What is required: Select and copy every line of the data that contains the string "towel". Case counts.

— begin Task data —

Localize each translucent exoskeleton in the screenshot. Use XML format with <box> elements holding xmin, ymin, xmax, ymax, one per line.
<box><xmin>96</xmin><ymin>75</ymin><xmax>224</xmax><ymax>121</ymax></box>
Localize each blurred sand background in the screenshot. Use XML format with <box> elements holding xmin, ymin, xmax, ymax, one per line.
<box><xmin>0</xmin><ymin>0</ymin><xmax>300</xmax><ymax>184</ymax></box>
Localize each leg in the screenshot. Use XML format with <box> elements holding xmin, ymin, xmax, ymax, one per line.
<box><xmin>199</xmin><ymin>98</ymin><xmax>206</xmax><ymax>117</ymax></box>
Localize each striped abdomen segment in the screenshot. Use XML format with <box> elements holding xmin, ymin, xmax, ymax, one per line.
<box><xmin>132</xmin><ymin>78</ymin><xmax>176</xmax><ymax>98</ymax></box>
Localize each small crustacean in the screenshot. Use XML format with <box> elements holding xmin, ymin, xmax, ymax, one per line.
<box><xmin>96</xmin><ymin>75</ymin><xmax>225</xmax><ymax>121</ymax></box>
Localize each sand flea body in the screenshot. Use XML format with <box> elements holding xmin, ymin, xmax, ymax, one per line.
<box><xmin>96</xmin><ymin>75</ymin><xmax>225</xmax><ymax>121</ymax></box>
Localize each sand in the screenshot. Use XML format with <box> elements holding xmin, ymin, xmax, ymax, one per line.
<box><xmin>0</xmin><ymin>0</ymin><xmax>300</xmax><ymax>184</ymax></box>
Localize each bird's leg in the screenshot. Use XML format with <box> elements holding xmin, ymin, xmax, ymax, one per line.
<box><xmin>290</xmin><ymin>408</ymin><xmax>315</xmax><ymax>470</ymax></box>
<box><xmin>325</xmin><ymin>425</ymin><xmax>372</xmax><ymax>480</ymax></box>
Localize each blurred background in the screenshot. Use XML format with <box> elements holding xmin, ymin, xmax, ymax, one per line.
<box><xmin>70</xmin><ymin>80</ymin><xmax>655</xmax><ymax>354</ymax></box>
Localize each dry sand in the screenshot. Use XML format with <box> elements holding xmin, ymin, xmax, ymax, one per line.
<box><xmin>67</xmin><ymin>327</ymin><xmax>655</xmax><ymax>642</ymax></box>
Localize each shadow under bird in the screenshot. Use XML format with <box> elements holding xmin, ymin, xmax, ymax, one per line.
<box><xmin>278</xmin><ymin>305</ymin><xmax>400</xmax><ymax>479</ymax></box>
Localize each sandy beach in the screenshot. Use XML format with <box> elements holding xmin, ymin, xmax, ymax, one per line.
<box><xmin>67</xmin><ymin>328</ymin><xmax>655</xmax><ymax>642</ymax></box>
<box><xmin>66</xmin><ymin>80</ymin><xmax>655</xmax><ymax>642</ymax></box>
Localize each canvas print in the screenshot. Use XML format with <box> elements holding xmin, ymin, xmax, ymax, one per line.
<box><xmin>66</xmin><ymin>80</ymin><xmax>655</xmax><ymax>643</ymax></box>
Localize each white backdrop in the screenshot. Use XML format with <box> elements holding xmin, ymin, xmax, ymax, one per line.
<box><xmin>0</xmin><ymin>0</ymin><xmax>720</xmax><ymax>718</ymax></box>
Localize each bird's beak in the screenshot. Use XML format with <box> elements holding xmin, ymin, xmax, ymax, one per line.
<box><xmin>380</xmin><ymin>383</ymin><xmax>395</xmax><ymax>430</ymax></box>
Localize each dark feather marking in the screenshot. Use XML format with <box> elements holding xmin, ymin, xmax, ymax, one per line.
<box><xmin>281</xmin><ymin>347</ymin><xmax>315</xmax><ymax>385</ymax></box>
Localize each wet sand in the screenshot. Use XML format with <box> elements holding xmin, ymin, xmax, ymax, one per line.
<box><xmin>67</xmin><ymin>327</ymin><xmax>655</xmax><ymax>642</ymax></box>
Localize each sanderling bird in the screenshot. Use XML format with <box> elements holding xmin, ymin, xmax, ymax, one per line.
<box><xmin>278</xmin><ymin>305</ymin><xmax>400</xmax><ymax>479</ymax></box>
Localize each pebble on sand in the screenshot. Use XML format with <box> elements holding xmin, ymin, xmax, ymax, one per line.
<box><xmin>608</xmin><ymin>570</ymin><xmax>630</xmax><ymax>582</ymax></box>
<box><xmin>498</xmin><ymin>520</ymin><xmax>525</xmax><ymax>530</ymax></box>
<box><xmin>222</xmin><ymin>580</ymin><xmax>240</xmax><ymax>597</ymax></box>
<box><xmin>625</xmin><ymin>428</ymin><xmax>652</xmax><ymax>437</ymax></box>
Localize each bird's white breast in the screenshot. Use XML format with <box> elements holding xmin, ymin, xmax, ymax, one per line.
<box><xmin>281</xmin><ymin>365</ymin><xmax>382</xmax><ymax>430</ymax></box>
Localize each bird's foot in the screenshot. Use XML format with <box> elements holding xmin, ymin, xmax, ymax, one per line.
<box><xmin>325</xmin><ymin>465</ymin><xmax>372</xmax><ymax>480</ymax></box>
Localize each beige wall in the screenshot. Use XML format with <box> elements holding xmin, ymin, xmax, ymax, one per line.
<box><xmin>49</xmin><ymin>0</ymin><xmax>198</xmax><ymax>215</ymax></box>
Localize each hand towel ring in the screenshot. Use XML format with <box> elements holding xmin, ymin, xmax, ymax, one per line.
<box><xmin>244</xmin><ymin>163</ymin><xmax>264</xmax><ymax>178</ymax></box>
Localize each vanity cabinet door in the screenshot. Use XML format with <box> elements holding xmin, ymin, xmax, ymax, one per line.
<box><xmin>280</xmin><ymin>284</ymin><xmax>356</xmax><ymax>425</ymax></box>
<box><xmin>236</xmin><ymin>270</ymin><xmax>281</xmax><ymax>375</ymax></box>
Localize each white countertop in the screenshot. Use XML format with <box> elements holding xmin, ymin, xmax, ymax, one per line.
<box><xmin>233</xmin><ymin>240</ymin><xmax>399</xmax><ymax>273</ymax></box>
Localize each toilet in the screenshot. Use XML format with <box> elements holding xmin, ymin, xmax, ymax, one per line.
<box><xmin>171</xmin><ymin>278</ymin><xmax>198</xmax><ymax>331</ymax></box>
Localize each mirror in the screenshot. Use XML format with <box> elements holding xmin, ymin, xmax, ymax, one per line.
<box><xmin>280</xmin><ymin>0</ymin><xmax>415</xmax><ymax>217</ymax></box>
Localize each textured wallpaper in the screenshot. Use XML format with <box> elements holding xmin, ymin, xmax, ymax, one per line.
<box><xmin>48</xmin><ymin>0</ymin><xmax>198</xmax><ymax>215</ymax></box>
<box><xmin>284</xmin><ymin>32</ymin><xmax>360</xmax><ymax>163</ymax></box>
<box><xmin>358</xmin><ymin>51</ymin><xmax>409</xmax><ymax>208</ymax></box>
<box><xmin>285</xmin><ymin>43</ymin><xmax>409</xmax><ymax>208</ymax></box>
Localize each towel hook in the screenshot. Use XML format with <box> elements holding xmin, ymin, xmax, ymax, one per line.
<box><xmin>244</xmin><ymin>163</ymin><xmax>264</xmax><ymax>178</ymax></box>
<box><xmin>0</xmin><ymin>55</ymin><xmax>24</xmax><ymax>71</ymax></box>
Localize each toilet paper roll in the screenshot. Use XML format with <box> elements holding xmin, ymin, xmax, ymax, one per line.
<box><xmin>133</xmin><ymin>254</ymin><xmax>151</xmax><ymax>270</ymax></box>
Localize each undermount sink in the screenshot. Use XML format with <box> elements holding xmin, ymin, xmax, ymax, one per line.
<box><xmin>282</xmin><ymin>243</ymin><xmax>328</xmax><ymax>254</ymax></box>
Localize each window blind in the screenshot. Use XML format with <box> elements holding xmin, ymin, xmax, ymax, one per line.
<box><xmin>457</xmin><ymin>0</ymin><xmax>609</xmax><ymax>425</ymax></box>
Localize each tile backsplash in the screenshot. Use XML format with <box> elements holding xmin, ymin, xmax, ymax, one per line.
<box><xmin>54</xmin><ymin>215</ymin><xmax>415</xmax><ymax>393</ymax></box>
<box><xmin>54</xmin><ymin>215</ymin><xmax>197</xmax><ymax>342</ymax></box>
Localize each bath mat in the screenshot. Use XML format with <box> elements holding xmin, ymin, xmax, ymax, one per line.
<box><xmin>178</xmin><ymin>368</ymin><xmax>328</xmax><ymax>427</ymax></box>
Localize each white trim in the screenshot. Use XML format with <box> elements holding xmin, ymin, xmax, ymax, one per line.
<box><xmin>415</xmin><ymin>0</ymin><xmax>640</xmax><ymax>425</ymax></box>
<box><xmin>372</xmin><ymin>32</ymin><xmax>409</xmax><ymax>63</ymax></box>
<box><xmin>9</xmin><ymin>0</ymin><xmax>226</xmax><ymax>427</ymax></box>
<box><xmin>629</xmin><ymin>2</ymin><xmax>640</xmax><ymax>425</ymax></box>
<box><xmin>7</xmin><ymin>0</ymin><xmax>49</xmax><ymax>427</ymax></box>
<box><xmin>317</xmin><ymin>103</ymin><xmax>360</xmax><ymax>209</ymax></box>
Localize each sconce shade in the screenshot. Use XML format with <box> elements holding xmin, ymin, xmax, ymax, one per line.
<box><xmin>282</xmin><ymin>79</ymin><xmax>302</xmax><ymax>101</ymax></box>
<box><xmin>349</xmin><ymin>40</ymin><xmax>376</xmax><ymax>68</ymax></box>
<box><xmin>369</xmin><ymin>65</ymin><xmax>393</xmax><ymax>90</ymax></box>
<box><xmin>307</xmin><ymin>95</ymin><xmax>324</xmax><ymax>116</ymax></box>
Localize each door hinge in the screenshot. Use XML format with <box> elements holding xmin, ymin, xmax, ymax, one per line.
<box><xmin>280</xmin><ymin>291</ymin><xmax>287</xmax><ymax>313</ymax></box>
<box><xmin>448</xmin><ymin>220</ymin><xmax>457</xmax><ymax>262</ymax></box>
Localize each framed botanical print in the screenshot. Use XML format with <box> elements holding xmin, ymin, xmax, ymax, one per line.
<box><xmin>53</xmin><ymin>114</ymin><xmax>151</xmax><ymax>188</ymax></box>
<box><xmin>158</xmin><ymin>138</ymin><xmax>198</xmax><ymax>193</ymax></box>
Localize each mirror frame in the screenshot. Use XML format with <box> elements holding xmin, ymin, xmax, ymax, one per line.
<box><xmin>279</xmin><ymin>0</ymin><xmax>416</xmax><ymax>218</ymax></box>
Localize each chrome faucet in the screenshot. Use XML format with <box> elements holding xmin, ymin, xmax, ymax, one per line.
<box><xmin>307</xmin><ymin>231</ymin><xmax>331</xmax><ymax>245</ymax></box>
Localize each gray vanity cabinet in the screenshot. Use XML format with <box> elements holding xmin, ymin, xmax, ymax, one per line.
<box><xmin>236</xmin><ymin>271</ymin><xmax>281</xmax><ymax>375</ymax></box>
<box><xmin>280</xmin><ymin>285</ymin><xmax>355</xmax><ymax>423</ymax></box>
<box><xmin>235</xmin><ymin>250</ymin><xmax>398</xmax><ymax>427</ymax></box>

— end Task data —

Written reply:
Localize each hand towel ring in the screenshot. Use XML format with <box> elements holding xmin, ymin, xmax, ymax, one per line.
Localize each towel hook in the screenshot. Use XML format with <box> elements holding xmin, ymin, xmax, ymax, one per line.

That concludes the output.